• **Directions for this task**
Look at the entries below and restate word for word the lines from the first through the one that has "Target: ground cover plant".

:::

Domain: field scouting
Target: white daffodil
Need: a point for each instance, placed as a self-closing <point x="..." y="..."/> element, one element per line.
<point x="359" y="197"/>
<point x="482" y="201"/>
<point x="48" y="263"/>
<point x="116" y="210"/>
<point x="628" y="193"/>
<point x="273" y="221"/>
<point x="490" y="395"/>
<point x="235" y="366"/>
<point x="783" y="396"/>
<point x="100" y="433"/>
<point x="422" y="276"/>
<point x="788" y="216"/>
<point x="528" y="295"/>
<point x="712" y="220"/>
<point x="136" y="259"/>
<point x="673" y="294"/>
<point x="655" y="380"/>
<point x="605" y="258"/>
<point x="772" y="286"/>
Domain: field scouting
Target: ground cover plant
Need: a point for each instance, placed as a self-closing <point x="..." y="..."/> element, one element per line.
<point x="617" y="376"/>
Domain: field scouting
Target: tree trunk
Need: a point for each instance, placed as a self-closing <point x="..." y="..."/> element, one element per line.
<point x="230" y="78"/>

:::

• **Answer to this task**
Domain: field scouting
Target: white daffodil
Need: a point for each instance, placed as a self-closing <point x="..." y="..."/> element, one element per line.
<point x="359" y="197"/>
<point x="482" y="201"/>
<point x="48" y="263"/>
<point x="116" y="210"/>
<point x="628" y="193"/>
<point x="273" y="221"/>
<point x="490" y="395"/>
<point x="235" y="366"/>
<point x="783" y="396"/>
<point x="100" y="433"/>
<point x="422" y="276"/>
<point x="788" y="216"/>
<point x="528" y="295"/>
<point x="712" y="220"/>
<point x="136" y="259"/>
<point x="673" y="294"/>
<point x="655" y="380"/>
<point x="605" y="258"/>
<point x="772" y="286"/>
Domain: field scouting
Target: ground cover plant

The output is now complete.